━━ Text
`Grass Tax' Aims for Dealers' Wallets

Some legal experts say drug taxes are `quick fix,' but 13 states have them, others looking. TAXING DRUG KINGPINS

IN some states, it is the ``grass tax,'' in others the ``Al Capone tax.'' But by whatever name, an increasing number of states have passed laws requiring dealers to pay a stamp tax on the illegal drugs they sell - and allowing police to seize houses, cars, boats and other assets if they don't. At present, law enforcement officers can seize and seek forfeiture of vehicles and property actually used in drug-dealing activity. But the stamp act goes further, extending the reach of the law to attach other dealer assets not used in criminal activities.

Nonpayment of the stamp tax in some states, for example, is a civil law opening up arrested drug dealers (who have, so far, been rather uninterested in paying) to income tax evasion charges and heavy fines and forfeitures. (Al Capone himself did not go to jail for murder or bootlegging, but for tax evasion.) Some states, however, make evasion of the stamp tax a criminal offense which can lead to longer jail sentences.
━━━━
━━ Records to use
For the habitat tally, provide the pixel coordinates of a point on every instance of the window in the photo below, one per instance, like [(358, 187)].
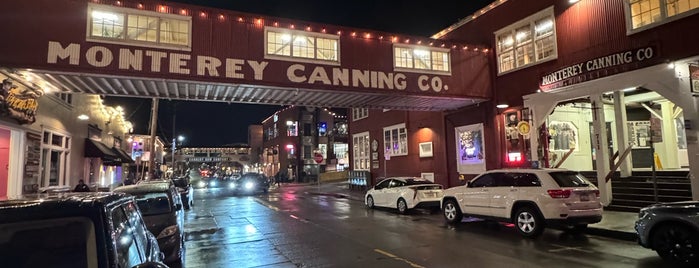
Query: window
[(55, 151), (526, 180), (395, 140), (643, 14), (129, 26), (360, 151), (527, 42), (65, 97), (129, 255), (359, 113), (416, 58), (283, 44)]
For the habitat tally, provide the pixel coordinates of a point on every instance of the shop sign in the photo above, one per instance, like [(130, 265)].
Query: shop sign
[(694, 77), (208, 66), (594, 68), (19, 103)]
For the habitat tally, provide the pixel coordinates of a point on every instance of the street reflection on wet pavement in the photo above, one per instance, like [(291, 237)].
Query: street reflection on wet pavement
[(290, 227)]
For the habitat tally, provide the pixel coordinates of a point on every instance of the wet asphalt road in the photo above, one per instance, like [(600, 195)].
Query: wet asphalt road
[(291, 227)]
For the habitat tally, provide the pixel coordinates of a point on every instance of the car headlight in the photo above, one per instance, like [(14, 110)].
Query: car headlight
[(249, 185), (169, 231)]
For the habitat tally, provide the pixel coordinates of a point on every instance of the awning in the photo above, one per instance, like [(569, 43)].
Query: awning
[(124, 157), (99, 150)]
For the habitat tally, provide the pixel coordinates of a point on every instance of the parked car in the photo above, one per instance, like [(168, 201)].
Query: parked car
[(184, 187), (75, 230), (672, 230), (163, 213), (529, 198), (404, 193), (250, 183)]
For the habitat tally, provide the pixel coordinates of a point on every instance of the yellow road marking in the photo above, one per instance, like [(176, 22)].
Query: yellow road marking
[(398, 258)]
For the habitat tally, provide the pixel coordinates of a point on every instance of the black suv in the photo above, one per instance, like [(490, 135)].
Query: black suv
[(75, 230)]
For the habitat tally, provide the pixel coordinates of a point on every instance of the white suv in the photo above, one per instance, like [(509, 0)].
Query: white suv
━━━━
**Complete the following**:
1. According to the drug tax article, what crime did Al Capone go to jail for?
2. Change "habitat tally" to "street survey" in the listing lines from the start of the listing through the line holding "[(694, 77), (208, 66), (594, 68), (19, 103)]", inclusive, keeping everything else the same. Give only those lines, and leave the picture out.

**Worked solutions**:
1. Tax evasion.

2.
For the street survey, provide the pixel coordinates of a point on every instance of the window in the photo below, one per instance, like [(358, 187)].
Query: window
[(55, 151), (526, 180), (395, 140), (643, 14), (129, 26), (360, 151), (527, 42), (65, 97), (129, 255), (359, 113), (416, 58), (283, 44)]
For the street survey, provide the pixel coordinates of a point on every instance of the shop sign in the photo above, one per instance, like [(130, 265)].
Query: shop sign
[(694, 77), (208, 66), (594, 68), (19, 103)]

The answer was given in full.